Passage:

Tuesday, May 17, 2016

Oboedire "UMC: Gender Identity" by J. Steven Harper for Friday, 13 May 2016


Oboedire   "UMC: Gender Identity" by J. Steven Harper for Friday, 13 May 2016
In anticipation of human-sexuality debates at the United Methodist General Conference in Portland, and in the wake of laws providing for increased exclusivity against LGBTQ people (despite other laws advocating inclusivity), I offer the following reflection....
In recent days, conservatives have come up with new language to attempt to reverse newfound freedoms for LGBTQ people. One new term is "birth gender"--a phrase now used by conservatives to attempt to define sexual identity. We are, they tell us, required to use "birth gender" to establish a person's true sexuality--thus implying that any deviation from our initial anatomy is wrong.
This new language has made it into legal documents, most notably "religious freedom" legislation, appeals by some Christian schools to be exempt from Title IX, and other pronouncements which relegate LGBTQ persons to some kind of lesser status in society and the Christian community.

Entries shown:
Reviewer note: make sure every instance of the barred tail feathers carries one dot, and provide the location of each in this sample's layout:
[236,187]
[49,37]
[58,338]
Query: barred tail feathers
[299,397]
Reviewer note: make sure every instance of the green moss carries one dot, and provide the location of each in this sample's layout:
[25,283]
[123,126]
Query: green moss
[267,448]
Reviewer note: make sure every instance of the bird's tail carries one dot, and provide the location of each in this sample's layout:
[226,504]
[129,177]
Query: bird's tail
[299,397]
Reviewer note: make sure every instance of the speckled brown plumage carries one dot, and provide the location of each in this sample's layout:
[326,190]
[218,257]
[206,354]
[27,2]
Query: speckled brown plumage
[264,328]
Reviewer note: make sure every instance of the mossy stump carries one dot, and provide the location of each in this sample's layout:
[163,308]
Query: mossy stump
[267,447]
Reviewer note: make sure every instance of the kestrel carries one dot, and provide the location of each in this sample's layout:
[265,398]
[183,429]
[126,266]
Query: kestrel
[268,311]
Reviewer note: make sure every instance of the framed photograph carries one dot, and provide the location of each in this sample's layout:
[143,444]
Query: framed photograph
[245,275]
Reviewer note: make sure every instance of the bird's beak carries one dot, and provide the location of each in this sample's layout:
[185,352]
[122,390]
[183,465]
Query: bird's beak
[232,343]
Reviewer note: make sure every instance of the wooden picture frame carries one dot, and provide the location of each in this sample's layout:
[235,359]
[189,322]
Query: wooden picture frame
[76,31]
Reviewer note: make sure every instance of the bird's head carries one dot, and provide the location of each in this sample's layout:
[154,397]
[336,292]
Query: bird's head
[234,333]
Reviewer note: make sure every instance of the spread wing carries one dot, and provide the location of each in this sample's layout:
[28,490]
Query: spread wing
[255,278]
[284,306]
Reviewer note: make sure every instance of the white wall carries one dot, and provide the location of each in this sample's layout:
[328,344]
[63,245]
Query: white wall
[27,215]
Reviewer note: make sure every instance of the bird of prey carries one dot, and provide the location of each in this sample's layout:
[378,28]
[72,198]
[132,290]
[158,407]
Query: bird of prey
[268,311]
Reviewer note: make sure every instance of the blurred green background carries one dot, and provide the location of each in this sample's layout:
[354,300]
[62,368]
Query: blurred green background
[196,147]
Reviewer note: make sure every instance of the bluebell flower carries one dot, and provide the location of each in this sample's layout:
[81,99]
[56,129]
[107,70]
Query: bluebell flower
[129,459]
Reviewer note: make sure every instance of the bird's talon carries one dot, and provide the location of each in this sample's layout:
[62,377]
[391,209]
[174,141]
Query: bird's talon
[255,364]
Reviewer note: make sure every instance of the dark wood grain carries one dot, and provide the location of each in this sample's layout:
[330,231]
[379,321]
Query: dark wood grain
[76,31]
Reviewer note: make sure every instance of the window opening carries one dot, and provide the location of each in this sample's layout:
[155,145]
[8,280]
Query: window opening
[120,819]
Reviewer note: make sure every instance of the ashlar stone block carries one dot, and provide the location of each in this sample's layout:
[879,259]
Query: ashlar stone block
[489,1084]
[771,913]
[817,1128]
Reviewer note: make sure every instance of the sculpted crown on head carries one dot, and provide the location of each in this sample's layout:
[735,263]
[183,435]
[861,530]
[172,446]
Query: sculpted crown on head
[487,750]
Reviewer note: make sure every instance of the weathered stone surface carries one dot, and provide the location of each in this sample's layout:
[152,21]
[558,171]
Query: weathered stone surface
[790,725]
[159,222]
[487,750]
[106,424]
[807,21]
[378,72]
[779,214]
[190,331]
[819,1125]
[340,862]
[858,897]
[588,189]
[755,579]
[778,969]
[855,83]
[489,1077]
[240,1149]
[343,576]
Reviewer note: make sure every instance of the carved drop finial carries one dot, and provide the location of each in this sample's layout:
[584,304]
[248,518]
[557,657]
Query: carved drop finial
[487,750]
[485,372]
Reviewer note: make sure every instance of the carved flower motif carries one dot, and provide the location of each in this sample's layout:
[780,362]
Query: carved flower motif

To be done:
1. List the places the gender identity post says the new "birth gender" language has made its way into.
2. According to the gender identity post, in what city is the United Methodist General Conference being held?
3. Carry on the gender identity post from its last sentence.

Outputs for the tasks:
1.
- "Religious freedom" legislation
- Appeals by some Christian schools to be exempt from Title IX
- Other pronouncements that relegate LGBTQ persons to some kind of lesser status in society and the Christian community

2. Portland.

3.
The problem with this new attempt is that it ignores and treats as of no consequence one of the foundational factors which even conservatives have previously included in their views of human sexuality --namely, the activity and effect of hormones. To look at a newborn infant and say, "God made a boy" or "God made a girl" assumes that gender identity is based on one thing, when even traditional views of sexual identity have included multiple factors. An infant's anatomy may suffice to put a label on a birth certificate, but it is not sufficient for establishing our gender identity.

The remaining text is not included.